→ **PROMPT**: Write out precisely the lines beginning with the line that contains "Find every instance of the high-rise" and ending with the last line of the entries, and no other lines.

§ §

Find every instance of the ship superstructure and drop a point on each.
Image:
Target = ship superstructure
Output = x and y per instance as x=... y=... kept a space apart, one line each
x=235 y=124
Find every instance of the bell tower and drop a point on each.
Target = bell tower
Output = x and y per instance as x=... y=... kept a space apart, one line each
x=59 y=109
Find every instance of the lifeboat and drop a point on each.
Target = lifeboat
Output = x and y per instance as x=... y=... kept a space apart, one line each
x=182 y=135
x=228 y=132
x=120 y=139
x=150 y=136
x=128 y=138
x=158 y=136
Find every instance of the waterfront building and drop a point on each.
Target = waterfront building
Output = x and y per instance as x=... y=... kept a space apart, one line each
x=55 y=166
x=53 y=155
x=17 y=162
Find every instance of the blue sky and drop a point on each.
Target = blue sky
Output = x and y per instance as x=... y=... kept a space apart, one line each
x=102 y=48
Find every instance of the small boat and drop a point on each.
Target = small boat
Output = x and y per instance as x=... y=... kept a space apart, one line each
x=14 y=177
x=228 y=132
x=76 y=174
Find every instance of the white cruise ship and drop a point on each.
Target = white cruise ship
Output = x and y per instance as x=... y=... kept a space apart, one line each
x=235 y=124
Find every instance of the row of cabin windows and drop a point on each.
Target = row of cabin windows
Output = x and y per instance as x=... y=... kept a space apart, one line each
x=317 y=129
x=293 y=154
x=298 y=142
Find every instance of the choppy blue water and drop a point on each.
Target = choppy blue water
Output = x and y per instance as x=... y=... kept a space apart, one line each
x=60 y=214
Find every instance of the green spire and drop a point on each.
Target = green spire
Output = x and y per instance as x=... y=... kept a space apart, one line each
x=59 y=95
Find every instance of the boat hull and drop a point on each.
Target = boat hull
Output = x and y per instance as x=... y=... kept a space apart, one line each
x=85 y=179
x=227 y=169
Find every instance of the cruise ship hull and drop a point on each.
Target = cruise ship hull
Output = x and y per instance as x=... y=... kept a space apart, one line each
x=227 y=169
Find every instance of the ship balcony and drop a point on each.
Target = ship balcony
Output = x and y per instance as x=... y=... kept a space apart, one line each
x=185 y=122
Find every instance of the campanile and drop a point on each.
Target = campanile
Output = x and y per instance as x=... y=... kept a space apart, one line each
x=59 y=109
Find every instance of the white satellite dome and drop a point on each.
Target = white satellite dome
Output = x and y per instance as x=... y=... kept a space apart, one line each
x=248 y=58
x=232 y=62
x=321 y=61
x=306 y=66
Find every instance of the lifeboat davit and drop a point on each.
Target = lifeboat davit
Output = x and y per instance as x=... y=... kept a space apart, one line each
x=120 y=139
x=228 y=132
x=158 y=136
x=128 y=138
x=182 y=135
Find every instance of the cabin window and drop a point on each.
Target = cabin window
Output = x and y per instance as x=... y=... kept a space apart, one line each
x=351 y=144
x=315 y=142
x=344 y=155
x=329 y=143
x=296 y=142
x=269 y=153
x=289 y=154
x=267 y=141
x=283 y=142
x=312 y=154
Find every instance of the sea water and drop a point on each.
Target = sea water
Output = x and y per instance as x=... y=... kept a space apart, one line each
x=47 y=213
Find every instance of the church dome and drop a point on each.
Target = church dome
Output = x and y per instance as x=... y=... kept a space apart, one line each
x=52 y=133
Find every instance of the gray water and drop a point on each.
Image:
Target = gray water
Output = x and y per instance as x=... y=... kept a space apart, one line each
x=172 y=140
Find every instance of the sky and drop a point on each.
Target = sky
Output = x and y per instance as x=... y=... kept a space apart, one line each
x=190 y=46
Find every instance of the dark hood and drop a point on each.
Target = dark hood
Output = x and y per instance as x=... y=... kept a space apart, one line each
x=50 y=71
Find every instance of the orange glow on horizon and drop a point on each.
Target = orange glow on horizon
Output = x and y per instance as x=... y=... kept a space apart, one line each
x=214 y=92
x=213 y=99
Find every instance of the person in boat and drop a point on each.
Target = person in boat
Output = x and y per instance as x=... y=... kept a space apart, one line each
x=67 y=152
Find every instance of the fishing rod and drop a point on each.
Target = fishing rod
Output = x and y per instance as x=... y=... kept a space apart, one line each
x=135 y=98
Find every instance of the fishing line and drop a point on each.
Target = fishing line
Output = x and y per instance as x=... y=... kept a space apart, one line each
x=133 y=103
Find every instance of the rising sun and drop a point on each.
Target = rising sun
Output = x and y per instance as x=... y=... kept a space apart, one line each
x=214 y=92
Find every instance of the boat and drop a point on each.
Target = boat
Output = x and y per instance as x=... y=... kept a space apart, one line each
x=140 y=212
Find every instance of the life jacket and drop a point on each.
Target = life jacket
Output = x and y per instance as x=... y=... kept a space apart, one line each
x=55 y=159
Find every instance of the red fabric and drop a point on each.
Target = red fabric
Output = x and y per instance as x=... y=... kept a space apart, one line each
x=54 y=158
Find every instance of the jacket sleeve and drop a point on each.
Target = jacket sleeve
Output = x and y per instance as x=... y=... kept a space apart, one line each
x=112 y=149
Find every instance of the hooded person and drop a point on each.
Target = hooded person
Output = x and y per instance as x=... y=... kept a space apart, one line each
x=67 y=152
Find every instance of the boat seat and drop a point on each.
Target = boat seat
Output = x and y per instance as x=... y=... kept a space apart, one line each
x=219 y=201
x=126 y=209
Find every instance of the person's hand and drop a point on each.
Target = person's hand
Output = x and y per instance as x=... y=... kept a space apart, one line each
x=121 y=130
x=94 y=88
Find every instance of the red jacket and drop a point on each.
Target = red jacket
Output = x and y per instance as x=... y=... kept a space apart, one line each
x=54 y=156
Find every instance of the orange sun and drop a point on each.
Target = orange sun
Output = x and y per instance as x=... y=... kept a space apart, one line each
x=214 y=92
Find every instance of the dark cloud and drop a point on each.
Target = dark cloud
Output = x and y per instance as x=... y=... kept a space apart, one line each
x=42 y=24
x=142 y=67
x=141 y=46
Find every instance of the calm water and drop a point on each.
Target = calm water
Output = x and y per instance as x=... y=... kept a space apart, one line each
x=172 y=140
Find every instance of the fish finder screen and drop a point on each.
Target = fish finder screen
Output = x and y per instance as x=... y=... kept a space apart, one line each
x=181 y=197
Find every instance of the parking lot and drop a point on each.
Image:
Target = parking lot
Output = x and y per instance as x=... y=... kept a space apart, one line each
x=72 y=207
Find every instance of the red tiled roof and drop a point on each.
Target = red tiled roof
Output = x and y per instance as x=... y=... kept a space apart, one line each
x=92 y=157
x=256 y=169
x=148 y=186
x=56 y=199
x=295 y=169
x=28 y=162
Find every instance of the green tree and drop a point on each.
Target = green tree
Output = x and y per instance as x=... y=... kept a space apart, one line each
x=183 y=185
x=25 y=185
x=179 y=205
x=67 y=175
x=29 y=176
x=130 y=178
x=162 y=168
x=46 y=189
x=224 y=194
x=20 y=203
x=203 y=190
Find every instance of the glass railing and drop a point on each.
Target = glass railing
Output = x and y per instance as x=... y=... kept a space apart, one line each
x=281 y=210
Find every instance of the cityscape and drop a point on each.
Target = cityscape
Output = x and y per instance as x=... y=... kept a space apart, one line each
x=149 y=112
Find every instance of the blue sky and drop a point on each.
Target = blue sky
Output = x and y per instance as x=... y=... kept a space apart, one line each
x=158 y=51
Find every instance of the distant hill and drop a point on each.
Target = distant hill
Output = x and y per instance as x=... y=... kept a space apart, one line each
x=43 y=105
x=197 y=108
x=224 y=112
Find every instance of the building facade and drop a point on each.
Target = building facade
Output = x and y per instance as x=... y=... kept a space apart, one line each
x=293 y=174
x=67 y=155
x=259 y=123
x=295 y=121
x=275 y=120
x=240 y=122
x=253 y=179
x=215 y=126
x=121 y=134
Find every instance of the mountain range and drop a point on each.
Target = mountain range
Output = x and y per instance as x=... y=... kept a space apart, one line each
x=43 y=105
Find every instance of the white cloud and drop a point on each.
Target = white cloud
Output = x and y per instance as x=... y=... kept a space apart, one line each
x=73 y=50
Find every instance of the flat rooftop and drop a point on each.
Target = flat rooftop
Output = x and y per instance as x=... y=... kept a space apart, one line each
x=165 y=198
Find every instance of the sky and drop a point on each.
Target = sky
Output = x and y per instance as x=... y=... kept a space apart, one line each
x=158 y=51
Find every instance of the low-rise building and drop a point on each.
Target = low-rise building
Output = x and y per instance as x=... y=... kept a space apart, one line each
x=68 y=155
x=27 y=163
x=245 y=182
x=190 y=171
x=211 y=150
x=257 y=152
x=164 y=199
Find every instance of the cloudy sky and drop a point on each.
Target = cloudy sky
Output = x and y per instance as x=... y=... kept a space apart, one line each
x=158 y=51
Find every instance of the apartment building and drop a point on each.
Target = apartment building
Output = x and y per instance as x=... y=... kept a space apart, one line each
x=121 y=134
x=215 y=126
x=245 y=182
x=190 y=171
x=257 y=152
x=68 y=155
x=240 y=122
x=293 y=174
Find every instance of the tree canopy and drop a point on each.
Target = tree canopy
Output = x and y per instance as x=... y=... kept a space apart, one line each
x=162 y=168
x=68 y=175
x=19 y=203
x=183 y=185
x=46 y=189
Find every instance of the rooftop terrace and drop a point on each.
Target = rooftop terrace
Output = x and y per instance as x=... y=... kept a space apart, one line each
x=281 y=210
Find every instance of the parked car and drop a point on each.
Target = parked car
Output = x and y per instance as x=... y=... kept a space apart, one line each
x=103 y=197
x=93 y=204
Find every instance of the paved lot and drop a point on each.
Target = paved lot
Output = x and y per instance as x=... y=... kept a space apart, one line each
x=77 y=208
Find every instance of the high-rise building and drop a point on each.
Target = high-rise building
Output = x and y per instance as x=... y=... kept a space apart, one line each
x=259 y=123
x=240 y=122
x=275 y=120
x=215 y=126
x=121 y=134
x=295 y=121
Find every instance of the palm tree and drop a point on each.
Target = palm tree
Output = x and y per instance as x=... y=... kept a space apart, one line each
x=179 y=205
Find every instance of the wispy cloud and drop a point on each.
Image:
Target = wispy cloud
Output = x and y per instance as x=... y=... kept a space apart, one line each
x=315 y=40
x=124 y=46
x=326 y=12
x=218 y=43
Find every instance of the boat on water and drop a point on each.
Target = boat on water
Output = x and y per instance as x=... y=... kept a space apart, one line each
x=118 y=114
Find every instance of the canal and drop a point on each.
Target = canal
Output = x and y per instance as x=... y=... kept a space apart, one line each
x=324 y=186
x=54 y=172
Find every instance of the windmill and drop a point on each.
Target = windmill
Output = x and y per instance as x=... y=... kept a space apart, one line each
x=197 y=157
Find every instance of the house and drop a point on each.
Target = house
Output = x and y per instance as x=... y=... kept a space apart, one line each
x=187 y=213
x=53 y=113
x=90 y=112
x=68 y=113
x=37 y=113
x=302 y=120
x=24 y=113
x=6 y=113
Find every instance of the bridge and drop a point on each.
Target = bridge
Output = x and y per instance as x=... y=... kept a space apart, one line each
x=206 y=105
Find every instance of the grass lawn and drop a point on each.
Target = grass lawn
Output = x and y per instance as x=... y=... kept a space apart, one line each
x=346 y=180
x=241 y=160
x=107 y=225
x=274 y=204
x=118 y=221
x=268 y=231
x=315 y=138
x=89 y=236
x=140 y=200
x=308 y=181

§ §

→ **TASK OUTPUT**:
Find every instance of the high-rise building and drop a point on each.
Target = high-rise building
Output = x and y per instance as x=... y=... kept a space apart, one line each
x=259 y=123
x=240 y=122
x=275 y=120
x=215 y=126
x=121 y=134
x=295 y=121
Find every instance of the palm tree and drop a point on each.
Target = palm tree
Output = x and y per instance as x=... y=... kept a space apart, one line each
x=179 y=205
Find every instance of the wispy cloud and drop a point on each.
Image:
Target = wispy cloud
Output = x and y per instance as x=... y=... kept a space apart, one line each
x=315 y=40
x=124 y=46
x=326 y=12
x=218 y=43
Find every instance of the boat on water and drop a point on each.
Target = boat on water
Output = x and y per instance as x=... y=... kept a space apart, one line each
x=118 y=114
Find every instance of the canal and drop a point on each.
Target = canal
Output = x and y per instance as x=... y=... kept a space apart, one line each
x=324 y=186
x=54 y=172
Find every instance of the windmill and drop a point on each.
Target = windmill
Output = x and y per instance as x=... y=... kept a space apart, one line each
x=197 y=157
Find every instance of the house and drop a point on each.
Target = house
Output = x and y per instance as x=... y=... kept a space apart, one line each
x=187 y=213
x=53 y=113
x=90 y=112
x=68 y=113
x=37 y=113
x=302 y=120
x=24 y=113
x=6 y=113
Find every instance of the bridge and drop a point on each.
Target = bridge
Output = x and y per instance as x=... y=... kept a space apart, one line each
x=206 y=105
Find every instance of the grass lawn and drop a point on each.
Target = grass lawn
Output = x and y per instance as x=... y=... kept a space apart, one line each
x=346 y=180
x=241 y=160
x=107 y=225
x=274 y=204
x=118 y=221
x=268 y=231
x=315 y=138
x=89 y=236
x=140 y=200
x=308 y=181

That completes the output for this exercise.